■ Saved data entries:
⟨

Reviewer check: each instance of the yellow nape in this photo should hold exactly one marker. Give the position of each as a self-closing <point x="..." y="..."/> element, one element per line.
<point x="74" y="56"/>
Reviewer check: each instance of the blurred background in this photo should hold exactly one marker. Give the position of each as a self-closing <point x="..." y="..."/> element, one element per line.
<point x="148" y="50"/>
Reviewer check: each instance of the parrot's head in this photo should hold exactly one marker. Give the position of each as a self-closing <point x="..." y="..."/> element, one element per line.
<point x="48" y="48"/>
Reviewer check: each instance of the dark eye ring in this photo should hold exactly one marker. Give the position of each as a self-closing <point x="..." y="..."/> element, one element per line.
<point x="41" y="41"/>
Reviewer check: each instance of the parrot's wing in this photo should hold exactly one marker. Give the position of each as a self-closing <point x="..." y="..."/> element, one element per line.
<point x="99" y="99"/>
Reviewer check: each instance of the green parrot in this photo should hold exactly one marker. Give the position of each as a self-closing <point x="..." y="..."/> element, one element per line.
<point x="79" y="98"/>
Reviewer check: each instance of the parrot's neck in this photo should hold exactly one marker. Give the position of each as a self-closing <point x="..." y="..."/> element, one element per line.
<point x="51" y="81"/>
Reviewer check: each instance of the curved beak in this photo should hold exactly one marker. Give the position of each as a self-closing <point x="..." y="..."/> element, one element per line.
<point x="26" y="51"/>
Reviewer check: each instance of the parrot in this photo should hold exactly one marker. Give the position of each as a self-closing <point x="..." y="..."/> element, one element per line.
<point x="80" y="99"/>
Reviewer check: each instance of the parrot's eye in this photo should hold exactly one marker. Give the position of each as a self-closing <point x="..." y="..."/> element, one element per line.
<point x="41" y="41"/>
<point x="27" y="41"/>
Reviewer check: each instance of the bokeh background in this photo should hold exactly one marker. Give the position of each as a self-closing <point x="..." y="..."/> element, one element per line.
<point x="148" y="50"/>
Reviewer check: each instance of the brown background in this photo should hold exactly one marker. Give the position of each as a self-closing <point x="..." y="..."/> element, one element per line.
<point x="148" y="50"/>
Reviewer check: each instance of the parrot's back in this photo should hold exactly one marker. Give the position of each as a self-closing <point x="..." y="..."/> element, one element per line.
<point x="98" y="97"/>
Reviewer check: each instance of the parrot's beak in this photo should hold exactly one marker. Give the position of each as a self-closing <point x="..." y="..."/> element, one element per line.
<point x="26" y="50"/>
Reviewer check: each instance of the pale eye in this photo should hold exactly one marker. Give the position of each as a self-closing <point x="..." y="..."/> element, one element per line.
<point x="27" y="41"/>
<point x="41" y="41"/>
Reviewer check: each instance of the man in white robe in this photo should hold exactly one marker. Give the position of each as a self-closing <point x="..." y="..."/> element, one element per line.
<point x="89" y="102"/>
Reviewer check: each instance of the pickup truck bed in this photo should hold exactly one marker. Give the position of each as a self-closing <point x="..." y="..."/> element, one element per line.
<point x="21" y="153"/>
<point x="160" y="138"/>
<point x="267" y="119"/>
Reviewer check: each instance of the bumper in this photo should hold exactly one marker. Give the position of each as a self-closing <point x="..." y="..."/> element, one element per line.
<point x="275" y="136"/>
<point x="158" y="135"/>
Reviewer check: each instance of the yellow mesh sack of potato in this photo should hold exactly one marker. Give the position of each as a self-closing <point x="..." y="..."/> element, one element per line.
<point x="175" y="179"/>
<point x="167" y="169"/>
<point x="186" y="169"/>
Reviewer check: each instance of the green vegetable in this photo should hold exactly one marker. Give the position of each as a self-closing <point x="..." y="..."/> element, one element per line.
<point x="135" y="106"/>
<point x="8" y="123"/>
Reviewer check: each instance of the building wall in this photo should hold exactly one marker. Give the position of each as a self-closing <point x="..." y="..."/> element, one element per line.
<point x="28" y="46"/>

⟩
⟨

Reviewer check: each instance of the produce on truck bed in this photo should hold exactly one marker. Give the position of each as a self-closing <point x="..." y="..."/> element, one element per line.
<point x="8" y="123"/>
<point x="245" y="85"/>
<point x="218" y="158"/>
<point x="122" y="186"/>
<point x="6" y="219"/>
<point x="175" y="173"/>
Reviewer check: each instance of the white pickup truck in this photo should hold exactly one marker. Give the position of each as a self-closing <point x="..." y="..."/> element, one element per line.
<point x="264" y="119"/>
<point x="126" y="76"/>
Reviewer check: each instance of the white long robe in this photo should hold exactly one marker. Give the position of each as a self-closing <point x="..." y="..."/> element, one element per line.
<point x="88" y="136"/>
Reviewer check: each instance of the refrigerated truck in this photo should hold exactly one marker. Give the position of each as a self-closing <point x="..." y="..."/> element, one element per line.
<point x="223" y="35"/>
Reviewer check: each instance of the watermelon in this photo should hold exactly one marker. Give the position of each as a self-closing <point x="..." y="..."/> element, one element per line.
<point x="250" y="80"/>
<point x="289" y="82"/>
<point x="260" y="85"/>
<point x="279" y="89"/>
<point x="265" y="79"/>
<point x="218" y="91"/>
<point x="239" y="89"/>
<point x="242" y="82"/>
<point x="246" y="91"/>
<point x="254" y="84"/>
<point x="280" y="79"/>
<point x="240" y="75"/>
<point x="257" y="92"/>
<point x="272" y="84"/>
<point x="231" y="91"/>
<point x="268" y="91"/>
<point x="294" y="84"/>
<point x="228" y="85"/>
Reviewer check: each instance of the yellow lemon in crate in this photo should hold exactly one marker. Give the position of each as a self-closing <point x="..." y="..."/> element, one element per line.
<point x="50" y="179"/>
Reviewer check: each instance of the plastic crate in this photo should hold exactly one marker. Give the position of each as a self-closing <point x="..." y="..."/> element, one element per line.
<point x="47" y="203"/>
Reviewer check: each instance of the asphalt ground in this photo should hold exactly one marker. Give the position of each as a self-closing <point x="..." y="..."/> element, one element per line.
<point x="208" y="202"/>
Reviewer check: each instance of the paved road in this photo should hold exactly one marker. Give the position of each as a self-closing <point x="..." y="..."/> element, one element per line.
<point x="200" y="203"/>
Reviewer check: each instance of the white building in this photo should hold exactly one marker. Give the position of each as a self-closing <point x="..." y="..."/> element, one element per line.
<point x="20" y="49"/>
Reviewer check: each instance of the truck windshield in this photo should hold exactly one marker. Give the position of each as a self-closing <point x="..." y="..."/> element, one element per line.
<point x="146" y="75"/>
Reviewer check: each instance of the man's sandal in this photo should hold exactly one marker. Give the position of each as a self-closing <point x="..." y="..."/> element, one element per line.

⟩

■ TASK: Report every line in the listing above that contains the word "crate", copying each line in full.

■ EXERCISE ANSWER:
Reviewer check: each instance of the yellow lemon in crate in this photo should hold exactly one marker. Give the position of each as a self-closing <point x="..." y="..."/> element, one element per line.
Reviewer check: each instance of the plastic crate in this photo should hold exactly one marker. Give the position of each as a self-closing <point x="..." y="..."/> element, one element per line.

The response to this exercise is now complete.